=== PROBLEM DESCRIPTION ===
Transcribe the records in their entirety, exactly as given.

__________

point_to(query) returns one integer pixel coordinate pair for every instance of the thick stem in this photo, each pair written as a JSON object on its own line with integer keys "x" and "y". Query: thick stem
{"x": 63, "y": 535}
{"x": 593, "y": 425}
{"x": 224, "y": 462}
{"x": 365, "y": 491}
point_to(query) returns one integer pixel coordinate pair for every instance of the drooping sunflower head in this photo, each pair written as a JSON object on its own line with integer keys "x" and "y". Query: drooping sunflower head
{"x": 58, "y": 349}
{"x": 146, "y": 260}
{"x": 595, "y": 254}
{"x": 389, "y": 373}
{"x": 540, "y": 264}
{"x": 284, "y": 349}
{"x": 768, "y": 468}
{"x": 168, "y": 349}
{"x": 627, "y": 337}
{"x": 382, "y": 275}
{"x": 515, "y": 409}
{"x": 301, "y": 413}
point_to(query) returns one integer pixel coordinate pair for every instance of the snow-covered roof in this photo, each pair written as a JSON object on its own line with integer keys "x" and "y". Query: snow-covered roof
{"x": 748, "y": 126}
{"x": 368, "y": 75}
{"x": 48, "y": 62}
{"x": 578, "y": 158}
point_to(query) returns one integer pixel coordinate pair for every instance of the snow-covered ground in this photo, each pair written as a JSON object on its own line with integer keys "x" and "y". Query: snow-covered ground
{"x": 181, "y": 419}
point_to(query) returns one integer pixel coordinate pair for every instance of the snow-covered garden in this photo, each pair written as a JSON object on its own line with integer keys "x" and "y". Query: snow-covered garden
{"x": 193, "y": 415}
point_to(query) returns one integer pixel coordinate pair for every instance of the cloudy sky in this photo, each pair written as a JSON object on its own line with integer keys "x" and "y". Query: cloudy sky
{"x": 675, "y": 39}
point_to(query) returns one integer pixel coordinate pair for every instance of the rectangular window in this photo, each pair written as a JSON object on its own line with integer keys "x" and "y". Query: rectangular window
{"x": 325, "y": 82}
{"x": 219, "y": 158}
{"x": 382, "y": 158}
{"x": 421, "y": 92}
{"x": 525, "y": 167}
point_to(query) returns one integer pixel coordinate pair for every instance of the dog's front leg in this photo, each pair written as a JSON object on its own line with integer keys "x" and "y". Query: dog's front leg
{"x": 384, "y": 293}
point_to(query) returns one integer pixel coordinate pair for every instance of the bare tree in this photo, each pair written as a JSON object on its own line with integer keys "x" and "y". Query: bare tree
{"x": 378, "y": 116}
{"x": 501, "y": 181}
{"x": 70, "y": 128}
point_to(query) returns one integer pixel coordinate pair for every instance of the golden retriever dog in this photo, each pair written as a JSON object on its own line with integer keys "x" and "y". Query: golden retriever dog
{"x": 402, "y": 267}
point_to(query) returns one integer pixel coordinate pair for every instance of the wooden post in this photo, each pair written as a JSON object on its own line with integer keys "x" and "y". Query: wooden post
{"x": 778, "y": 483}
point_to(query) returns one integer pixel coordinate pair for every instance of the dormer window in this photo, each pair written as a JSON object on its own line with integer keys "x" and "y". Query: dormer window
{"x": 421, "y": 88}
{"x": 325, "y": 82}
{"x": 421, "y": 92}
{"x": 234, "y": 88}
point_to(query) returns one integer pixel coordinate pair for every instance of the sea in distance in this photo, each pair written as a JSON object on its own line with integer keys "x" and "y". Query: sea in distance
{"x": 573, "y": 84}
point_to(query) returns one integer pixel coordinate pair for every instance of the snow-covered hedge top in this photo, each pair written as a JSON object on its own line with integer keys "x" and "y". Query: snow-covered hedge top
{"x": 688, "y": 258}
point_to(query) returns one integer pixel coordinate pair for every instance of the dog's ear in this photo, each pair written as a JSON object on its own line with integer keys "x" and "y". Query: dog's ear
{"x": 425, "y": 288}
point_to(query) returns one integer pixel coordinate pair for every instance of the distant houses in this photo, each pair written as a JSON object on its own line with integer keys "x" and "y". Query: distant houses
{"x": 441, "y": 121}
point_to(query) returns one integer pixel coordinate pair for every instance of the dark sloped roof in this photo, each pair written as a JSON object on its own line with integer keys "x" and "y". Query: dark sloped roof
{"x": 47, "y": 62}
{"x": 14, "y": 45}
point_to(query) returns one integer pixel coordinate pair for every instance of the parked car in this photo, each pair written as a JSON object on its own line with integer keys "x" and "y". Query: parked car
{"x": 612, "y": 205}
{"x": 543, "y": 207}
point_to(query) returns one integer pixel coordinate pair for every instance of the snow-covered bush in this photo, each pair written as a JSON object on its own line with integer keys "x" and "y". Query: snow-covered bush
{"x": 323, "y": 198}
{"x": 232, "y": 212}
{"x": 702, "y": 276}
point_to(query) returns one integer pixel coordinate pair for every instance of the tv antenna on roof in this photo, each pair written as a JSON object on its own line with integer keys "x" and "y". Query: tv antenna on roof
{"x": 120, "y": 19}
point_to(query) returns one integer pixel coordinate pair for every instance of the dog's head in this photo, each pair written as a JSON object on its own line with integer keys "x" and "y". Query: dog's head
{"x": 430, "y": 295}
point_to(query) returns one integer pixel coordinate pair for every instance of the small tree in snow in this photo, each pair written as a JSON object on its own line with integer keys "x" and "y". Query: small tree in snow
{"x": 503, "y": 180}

__________

=== RESULT OF THIS TASK ===
point_to(query) returns one integer pixel coordinate pair for every instance of the thick stem in this photo, each pair written as a JSON object on its own line with integer keys "x" and "y". Query: thick stem
{"x": 63, "y": 535}
{"x": 593, "y": 425}
{"x": 224, "y": 462}
{"x": 365, "y": 491}
point_to(query) returns one integer pixel coordinate pair for every instance of the drooping sunflower head in this photo, each pair written as a JSON object on its own line with integer keys "x" and "y". Query: drooping sunflower head
{"x": 58, "y": 349}
{"x": 146, "y": 260}
{"x": 595, "y": 254}
{"x": 389, "y": 373}
{"x": 540, "y": 264}
{"x": 284, "y": 349}
{"x": 768, "y": 468}
{"x": 168, "y": 349}
{"x": 627, "y": 337}
{"x": 382, "y": 275}
{"x": 515, "y": 409}
{"x": 301, "y": 413}
point_to(query) returns one integer pixel coordinate pair for every instance of the snow-covered roof in this photo, each pair written as a JSON object on its own line with integer keys "x" and "y". Query: snow-covered roof
{"x": 748, "y": 126}
{"x": 368, "y": 75}
{"x": 48, "y": 62}
{"x": 578, "y": 158}
point_to(query) returns one integer pixel coordinate pair for every instance of the snow-covered ground in this photo, each pair written as a JSON object on its own line with integer keys "x" and "y". Query: snow-covered ground
{"x": 181, "y": 419}
point_to(query) returns one integer pixel coordinate pair for every instance of the snow-covered garden in this photo, each pair written as a JSON object on its own line with integer keys "x" and "y". Query: snow-covered garden
{"x": 193, "y": 415}
point_to(query) returns one integer pixel coordinate pair for every instance of the cloudy sky in this photo, each pair written as a JSON object on its own line with integer keys "x" and "y". Query: cloudy sky
{"x": 675, "y": 39}
point_to(query) returns one integer pixel coordinate pair for every instance of the rectangular window in this photo, each pair written as a JSON object on its own line with integer keys "x" and "y". Query: rectangular window
{"x": 325, "y": 82}
{"x": 219, "y": 158}
{"x": 382, "y": 158}
{"x": 421, "y": 92}
{"x": 525, "y": 167}
point_to(query) returns one integer pixel coordinate pair for every instance of the dog's front leg in this photo, each pair written as a JSON object on its own line with integer keys "x" and "y". Query: dog's front leg
{"x": 384, "y": 293}
point_to(query) returns one integer pixel coordinate pair for every instance of the bare tree in this photo, each pair written as a JSON object on its own line with integer keys "x" and "y". Query: bare tree
{"x": 378, "y": 116}
{"x": 501, "y": 181}
{"x": 70, "y": 128}
point_to(query) returns one integer pixel coordinate pair for every instance of the golden retriever dog in this photo, each pair written as a JSON object on its own line with integer keys "x" and "y". Query: golden retriever dog
{"x": 402, "y": 267}
point_to(query) returns one integer pixel coordinate pair for every instance of the wooden post in this photo, each pair written as a JSON object on its own line with integer keys "x" and "y". Query: wooden post
{"x": 778, "y": 483}
point_to(query) returns one integer pixel coordinate pair for every instance of the dormer window in this photo, each pair written as a JSON object on its own line with integer keys "x" and "y". Query: dormer window
{"x": 421, "y": 88}
{"x": 325, "y": 82}
{"x": 421, "y": 92}
{"x": 234, "y": 88}
point_to(query) returns one integer pixel coordinate pair for every instance of the sea in distance in this photo, each pair written as a JSON object on its own line with integer keys "x" and "y". Query: sea in distance
{"x": 573, "y": 84}
point_to(query) returns one integer pixel coordinate pair for every instance of the snow-covered hedge top in this photo, each pair written as a JSON object on its own line with integer keys "x" and "y". Query: snow-covered hedge top
{"x": 688, "y": 258}
point_to(query) returns one integer pixel coordinate pair for every instance of the dog's ear in this photo, each pair written as a JSON object on its own line with integer keys "x" and "y". Query: dog's ear
{"x": 425, "y": 288}
point_to(query) returns one integer pixel coordinate pair for every instance of the distant houses in this photo, each pair written as a JSON object on its own line with integer keys "x" and "y". Query: distant houses
{"x": 441, "y": 121}
point_to(query) returns one integer pixel coordinate pair for every instance of the dark sloped roof in this photo, each pair written as a JSON object on its own line with integer keys "x" and "y". Query: dark sloped roof
{"x": 47, "y": 62}
{"x": 14, "y": 45}
point_to(query) returns one integer pixel coordinate pair for every instance of the parked car in this photo, each pair written as a JSON object on its own line with integer keys "x" and "y". Query: parked car
{"x": 612, "y": 205}
{"x": 543, "y": 207}
point_to(query) returns one integer pixel coordinate pair for every instance of the snow-covered bush in this photo, each pair written as a JSON object on its own line with integer keys "x" and "y". Query: snow-covered bush
{"x": 323, "y": 198}
{"x": 232, "y": 212}
{"x": 702, "y": 276}
point_to(query) returns one integer pixel coordinate pair for every instance of the tv antenna on roof in this photo, each pair written as a JSON object on its own line with integer keys "x" and "y". Query: tv antenna on roof
{"x": 120, "y": 19}
point_to(query) returns one integer pixel coordinate pair for every instance of the dog's head in this photo, each pair written as a JSON object on its own line with integer keys "x" and "y". Query: dog's head
{"x": 430, "y": 295}
point_to(query) returns one integer pixel coordinate pair for every instance of the small tree in snow in this photo, each pair written as a JSON object on its own line with integer keys "x" and "y". Query: small tree in snow
{"x": 503, "y": 180}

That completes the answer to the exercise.